-- Start of SUPPLIED RECORDS --
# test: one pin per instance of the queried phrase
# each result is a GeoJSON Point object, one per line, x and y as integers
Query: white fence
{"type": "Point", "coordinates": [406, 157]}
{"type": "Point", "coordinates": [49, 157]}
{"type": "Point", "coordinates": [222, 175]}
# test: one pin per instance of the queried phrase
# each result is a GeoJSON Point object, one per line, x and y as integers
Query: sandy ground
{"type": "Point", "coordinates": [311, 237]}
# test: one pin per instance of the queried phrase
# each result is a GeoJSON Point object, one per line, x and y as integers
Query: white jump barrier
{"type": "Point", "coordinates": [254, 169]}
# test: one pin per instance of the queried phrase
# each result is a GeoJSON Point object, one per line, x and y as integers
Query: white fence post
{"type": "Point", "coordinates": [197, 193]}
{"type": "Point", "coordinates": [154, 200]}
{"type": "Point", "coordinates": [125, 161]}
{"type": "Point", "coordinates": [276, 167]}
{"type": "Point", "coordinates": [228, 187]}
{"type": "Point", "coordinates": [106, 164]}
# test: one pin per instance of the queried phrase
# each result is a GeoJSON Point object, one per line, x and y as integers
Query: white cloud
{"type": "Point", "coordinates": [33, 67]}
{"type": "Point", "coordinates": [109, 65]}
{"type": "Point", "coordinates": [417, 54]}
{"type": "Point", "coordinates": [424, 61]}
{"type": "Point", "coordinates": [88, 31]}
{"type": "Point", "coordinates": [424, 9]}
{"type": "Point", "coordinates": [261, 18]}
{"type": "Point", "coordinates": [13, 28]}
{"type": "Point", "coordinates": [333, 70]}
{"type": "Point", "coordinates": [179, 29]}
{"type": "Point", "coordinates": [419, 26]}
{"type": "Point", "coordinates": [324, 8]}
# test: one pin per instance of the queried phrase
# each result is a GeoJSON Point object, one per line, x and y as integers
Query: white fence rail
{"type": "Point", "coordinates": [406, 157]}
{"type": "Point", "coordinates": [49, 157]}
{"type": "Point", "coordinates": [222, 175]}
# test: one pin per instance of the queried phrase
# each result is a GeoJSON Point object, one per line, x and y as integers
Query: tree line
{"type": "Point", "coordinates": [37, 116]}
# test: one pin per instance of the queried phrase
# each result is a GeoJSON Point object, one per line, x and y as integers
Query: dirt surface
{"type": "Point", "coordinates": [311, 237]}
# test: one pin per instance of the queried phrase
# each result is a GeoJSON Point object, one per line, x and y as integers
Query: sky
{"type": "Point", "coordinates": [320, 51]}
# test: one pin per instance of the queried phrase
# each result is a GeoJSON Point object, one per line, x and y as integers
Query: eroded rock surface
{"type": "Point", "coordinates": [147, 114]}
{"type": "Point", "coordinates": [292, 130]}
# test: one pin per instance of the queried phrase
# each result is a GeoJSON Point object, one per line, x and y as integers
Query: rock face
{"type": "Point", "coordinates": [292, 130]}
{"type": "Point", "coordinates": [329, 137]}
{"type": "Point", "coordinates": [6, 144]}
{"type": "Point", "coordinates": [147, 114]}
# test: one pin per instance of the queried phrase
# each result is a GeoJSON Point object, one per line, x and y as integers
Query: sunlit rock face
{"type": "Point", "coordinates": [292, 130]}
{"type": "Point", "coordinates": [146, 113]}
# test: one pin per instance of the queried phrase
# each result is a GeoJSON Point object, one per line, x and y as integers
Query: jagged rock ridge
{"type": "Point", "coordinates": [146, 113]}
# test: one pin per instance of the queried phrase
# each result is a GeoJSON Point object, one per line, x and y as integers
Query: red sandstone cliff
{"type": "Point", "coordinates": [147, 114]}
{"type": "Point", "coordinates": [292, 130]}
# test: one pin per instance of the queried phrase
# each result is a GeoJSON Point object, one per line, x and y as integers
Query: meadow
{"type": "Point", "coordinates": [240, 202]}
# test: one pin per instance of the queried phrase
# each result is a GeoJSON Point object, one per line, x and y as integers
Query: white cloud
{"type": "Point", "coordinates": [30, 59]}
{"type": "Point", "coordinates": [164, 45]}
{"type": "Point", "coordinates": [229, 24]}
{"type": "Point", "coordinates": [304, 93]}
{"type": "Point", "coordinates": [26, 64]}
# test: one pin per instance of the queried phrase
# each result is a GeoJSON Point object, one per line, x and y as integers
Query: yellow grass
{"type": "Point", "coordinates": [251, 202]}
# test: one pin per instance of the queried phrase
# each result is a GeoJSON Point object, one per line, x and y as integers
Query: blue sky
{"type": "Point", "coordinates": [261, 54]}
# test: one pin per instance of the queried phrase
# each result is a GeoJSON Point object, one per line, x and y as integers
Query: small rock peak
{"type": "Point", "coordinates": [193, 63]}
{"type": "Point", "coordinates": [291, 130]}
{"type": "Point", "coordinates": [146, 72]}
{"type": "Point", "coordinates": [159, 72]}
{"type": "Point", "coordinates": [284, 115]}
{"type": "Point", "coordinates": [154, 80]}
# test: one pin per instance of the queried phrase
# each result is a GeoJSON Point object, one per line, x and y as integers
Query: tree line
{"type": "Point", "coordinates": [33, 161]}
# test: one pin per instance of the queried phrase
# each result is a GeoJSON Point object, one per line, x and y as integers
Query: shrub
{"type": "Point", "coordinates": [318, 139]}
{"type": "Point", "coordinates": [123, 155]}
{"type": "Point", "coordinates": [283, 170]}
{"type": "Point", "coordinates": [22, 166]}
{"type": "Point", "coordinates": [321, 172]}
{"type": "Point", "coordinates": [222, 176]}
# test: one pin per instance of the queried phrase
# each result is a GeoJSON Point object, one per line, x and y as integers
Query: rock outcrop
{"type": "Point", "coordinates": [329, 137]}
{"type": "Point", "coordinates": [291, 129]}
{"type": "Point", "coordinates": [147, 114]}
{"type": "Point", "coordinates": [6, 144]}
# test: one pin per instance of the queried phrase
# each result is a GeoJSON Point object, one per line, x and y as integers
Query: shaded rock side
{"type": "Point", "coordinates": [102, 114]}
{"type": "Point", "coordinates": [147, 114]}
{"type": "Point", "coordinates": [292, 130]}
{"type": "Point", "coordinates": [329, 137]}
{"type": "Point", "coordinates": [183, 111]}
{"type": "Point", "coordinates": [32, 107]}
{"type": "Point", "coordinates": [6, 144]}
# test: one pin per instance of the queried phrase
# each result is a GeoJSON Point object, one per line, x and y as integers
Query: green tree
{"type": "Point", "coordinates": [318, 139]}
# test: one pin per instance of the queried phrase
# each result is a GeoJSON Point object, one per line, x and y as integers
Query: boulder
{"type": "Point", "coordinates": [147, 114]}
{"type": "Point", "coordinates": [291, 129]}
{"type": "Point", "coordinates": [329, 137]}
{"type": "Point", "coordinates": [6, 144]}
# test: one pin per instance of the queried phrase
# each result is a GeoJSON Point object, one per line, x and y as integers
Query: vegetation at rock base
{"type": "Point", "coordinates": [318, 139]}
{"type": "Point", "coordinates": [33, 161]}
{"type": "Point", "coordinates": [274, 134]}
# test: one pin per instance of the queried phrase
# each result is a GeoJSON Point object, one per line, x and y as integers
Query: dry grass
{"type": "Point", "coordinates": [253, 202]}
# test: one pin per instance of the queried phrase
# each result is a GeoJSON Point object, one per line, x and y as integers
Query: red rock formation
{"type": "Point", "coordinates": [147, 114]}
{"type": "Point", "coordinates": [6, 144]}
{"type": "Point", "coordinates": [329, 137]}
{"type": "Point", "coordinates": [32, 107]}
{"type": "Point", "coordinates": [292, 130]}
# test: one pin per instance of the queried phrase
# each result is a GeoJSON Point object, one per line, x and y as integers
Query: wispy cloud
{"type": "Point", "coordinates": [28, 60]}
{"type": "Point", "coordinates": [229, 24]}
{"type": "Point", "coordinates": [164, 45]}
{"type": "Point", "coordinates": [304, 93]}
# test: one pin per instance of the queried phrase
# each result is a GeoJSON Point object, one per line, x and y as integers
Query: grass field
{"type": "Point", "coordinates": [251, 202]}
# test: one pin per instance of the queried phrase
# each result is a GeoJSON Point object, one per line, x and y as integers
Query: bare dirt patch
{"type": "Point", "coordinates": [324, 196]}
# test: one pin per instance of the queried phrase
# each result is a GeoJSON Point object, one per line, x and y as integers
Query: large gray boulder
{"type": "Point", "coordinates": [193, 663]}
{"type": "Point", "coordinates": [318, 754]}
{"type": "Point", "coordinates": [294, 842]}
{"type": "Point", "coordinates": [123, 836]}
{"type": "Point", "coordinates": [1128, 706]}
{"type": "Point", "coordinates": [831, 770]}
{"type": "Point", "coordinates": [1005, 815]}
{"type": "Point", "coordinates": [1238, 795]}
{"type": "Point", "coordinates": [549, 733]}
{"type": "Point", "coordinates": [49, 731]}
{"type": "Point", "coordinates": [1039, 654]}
-- End of SUPPLIED RECORDS --
■ **TASK STATEMENT**
Report how many lines of the listing above contain the string "boulder", counting only case-sensitive matches. Give the number alone.

■ **FULL ANSWER**
2